Document:
Now, whenever anyone posts a news story, makes a blog post or comment, writes on your Facebook wall, uploads a photo, whatever–it will appear on your main site in a single location.

April 7, 2009

Jeffrey Zeldman on the future of open source, CSS, and CMSs

Filed under: open source, collaboration, best practices, content management, sustainability — Jack Brighton @ 4:13 pm

Jeffrey Zeldman, publisher and editor-in-chief of A List Apart, spoke to several interesting web development issues in a new video posted on Big Think. Though not as smart or celebrated as Zeldman, I’ve been thinking similar things: we’re at a point where open source tools, and open sharing of core ideas and code, enable any one of us to build great standards-compliant websites.

I was a bit floored at about 3:30 into this video when Zeldman reveals that A List Apart is moving from a Ruby on Rails CMS to ExpressionEngine.  As PubForge people may well know, I’m a big fan of EE and have been using it to build all my websites for the past two years.  Some in the open source community regard EE as a compromise in principles or something, because it’s produced, sold, and maintained by a company so its not technically open source.  My feeling has always been that EE is based on open source technologies (Apache, MySQL, and PHP), has an open API, and a huge community of developers working collaboratively around it.  The company that produced EE, EllisLab, supports it fanatically and continues to improve the product. And it only costs $99 for nonprofits (plus potentially additional dollars for certain add-ons).  EE isn’t open source in the same way Red Hat Linux isn’t.

I just want to say without offending anyone that while the whole world seems to be drinking the Drupal coolade, I think there are other legitimate CMS choices.  It seems to me the bottom line is adhering to web standards, good information architecture, sustainability of URIs, and the ability to interoperate with other systems.  That might be a good place to start for building a truly smart online public media system, no matter what CMS is involved.

January 15, 2009

Notes on PubForge Conference Call, 1/15/2009

Filed under: open source, collaboration, best practices, content management — Jack Brighton @ 7:12 pm

Today Matthew, TC, and I had a nice phone conversation as part of the PubForge coordinating group.  In the absence of Bill and Dale, the agenda was a bit unfocused, but that lead us down some interested paths.

Stored records:
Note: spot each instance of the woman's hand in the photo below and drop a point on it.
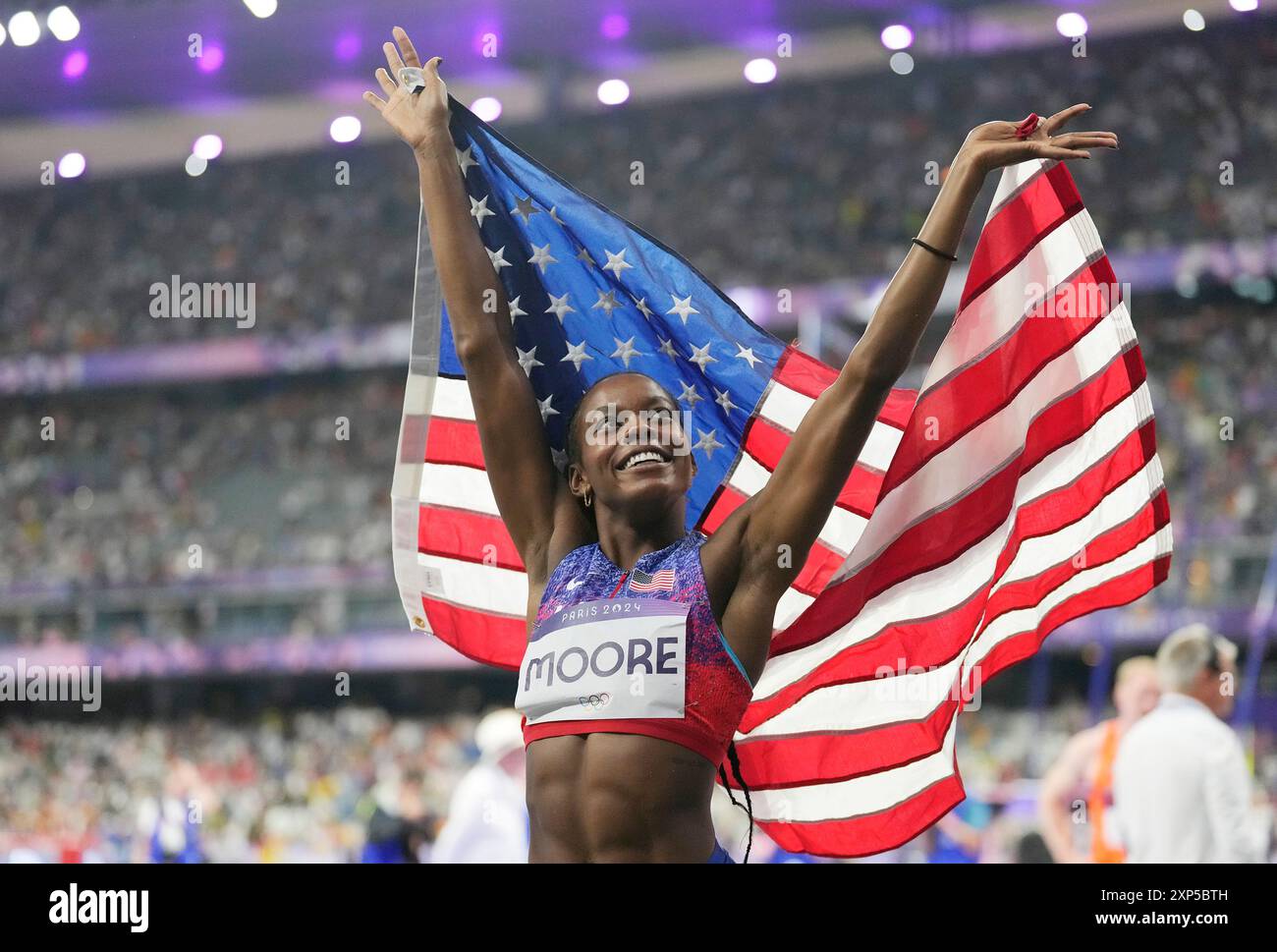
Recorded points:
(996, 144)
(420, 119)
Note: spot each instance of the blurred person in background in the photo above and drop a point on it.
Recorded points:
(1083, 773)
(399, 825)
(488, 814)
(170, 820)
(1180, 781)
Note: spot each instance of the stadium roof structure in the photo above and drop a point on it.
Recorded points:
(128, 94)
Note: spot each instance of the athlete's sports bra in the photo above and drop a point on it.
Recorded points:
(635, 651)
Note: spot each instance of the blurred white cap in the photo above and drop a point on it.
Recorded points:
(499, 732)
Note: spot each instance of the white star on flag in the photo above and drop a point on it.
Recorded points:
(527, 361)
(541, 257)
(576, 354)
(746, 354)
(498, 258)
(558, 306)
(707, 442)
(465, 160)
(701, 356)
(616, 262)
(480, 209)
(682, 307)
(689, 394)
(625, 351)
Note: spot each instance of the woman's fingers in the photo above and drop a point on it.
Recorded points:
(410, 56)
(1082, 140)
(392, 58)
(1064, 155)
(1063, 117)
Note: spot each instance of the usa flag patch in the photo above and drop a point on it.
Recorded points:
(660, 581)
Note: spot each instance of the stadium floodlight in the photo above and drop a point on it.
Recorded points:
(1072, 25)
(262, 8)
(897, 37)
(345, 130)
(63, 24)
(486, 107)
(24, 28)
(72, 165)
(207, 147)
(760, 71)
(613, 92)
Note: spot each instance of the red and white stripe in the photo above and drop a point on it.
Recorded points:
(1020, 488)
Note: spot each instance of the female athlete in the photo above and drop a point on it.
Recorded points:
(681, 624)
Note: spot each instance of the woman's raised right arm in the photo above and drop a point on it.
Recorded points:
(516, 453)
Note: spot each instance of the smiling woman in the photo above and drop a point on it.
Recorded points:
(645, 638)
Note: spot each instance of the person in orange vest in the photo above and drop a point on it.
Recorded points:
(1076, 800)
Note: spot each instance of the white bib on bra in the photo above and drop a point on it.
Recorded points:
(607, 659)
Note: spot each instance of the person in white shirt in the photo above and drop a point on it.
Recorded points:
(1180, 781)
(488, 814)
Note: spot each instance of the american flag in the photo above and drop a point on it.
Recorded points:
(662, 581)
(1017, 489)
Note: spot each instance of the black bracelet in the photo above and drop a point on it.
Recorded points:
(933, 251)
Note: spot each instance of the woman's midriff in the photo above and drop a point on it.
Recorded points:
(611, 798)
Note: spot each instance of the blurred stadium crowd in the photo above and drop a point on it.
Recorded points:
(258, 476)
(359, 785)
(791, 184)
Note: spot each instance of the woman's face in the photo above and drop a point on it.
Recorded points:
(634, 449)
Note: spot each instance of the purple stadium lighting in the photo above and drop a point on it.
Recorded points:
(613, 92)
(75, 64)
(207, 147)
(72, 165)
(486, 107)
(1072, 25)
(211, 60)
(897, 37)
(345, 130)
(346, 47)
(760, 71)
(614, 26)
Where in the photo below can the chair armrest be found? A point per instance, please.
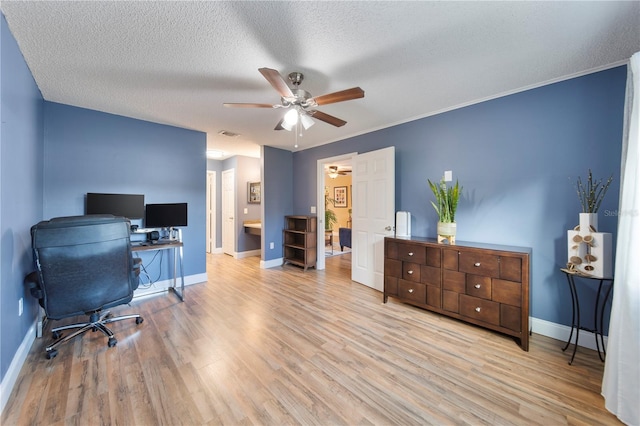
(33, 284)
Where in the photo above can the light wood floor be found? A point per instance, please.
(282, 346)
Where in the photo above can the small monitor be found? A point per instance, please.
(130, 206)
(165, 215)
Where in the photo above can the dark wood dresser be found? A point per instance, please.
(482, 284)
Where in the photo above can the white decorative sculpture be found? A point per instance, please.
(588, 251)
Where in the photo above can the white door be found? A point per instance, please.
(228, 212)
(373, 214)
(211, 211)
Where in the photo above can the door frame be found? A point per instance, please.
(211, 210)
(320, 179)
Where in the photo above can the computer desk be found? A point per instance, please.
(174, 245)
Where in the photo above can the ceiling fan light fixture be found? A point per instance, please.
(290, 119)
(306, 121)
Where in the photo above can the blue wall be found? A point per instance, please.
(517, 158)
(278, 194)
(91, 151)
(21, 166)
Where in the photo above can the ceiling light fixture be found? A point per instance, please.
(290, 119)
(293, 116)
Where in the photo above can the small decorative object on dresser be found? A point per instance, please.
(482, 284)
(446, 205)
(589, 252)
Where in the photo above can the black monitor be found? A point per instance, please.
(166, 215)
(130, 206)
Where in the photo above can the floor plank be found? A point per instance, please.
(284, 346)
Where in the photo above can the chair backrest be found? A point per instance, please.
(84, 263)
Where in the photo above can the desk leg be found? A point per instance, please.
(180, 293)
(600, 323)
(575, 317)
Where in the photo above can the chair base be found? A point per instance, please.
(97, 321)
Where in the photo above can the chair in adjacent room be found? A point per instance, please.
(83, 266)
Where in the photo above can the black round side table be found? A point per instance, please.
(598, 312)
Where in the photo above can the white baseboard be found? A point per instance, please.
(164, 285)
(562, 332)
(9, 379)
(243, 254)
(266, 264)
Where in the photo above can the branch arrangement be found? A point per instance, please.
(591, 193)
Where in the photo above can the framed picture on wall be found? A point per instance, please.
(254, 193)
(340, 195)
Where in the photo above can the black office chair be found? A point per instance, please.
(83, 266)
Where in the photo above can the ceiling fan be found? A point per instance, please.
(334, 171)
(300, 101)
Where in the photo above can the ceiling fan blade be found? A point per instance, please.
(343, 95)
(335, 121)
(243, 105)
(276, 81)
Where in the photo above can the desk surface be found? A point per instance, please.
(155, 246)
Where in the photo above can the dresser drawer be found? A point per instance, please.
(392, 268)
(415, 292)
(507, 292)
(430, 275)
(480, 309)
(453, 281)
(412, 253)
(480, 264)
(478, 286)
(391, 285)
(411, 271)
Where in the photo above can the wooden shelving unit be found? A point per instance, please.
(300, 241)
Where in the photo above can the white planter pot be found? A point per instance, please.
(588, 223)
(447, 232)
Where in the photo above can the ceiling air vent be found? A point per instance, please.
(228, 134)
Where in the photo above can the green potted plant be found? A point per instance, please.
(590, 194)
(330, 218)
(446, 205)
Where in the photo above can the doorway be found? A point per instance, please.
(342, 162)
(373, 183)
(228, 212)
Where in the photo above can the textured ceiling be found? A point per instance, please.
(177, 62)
* * *
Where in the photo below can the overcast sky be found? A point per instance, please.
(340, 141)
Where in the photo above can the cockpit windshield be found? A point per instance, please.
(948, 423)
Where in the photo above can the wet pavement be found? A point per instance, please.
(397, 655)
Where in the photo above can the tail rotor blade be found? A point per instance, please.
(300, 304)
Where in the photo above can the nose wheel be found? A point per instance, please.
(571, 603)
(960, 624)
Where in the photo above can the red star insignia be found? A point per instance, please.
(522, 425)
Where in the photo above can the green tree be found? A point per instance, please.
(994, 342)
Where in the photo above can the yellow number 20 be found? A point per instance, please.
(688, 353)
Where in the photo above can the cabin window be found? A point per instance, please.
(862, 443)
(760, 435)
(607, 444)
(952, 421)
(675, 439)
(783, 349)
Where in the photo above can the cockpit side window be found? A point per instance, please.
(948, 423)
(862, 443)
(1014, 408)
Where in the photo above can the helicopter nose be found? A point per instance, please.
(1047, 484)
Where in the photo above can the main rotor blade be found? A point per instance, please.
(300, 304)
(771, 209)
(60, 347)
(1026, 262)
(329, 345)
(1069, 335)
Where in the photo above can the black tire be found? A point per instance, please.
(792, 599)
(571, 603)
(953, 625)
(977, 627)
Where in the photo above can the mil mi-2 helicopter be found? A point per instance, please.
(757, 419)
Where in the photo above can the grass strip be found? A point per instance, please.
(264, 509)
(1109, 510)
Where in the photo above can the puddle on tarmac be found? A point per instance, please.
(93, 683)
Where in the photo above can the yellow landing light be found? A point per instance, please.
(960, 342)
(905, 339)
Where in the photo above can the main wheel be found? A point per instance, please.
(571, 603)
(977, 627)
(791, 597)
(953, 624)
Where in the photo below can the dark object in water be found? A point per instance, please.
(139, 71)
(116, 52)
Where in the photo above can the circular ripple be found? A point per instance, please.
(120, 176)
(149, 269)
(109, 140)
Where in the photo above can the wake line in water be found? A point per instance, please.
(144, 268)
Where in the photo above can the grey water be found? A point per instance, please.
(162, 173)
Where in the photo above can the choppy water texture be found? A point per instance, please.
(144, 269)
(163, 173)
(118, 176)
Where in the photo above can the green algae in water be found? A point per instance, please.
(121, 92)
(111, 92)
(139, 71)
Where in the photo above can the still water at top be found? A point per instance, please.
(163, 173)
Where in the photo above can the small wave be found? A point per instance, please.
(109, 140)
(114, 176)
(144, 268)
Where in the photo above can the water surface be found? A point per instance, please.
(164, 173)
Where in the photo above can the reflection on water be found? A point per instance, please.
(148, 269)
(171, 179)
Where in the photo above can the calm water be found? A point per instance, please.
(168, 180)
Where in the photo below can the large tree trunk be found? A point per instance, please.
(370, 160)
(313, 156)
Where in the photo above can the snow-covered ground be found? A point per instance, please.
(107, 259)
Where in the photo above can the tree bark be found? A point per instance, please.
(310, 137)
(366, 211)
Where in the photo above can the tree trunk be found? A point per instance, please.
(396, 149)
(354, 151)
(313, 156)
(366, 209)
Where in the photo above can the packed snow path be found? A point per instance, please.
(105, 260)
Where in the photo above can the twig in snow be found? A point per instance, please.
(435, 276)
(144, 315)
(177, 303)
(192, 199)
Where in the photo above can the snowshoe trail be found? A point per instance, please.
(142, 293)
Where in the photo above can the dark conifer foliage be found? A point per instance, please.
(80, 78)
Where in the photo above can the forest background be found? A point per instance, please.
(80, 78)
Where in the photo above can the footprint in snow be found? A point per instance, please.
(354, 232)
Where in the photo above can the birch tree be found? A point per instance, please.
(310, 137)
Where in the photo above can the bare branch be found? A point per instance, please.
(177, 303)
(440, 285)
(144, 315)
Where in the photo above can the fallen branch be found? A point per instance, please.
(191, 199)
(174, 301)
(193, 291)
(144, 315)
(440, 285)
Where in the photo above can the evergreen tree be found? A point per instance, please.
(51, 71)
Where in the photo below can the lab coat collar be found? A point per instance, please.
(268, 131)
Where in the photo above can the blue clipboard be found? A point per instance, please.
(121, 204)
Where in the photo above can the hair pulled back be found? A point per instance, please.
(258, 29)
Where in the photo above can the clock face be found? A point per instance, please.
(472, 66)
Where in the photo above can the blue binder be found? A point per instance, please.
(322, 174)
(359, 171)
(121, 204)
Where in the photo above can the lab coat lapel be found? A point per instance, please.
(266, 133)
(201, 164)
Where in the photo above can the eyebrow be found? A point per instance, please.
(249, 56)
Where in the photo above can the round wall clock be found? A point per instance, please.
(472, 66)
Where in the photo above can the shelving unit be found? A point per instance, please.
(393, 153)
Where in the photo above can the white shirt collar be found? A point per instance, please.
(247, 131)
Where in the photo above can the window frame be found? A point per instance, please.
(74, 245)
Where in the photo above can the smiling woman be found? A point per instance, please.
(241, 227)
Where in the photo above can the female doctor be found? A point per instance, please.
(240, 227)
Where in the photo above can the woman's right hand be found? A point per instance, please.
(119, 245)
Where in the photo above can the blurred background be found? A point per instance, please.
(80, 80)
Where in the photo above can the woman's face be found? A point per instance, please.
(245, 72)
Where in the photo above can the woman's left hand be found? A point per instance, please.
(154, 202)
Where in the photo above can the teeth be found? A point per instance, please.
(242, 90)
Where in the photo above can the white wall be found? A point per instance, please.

Tasks to complete:
[1] According to the blog excerpt, how much does EE cost for nonprofits?
[2] Please reproduce the blog excerpt word for word, starting with "I just want" and going on through "CMS is involved.".

Expected outputs:
[1] It costs $99 for nonprofits, plus possibly more for certain add-ons.

[2]
I just want to say without offending anyone that while the whole world seems to be drinking the Drupal coolade, I think there are other legitimate CMS choices.  It seems to me the bottom line is adhering to web standards, good information architecture, sustainability of URIs, and the ability to interoperate with other systems.  That might be a good place to start for building a truly smart online public media system, no matter what CMS is involved.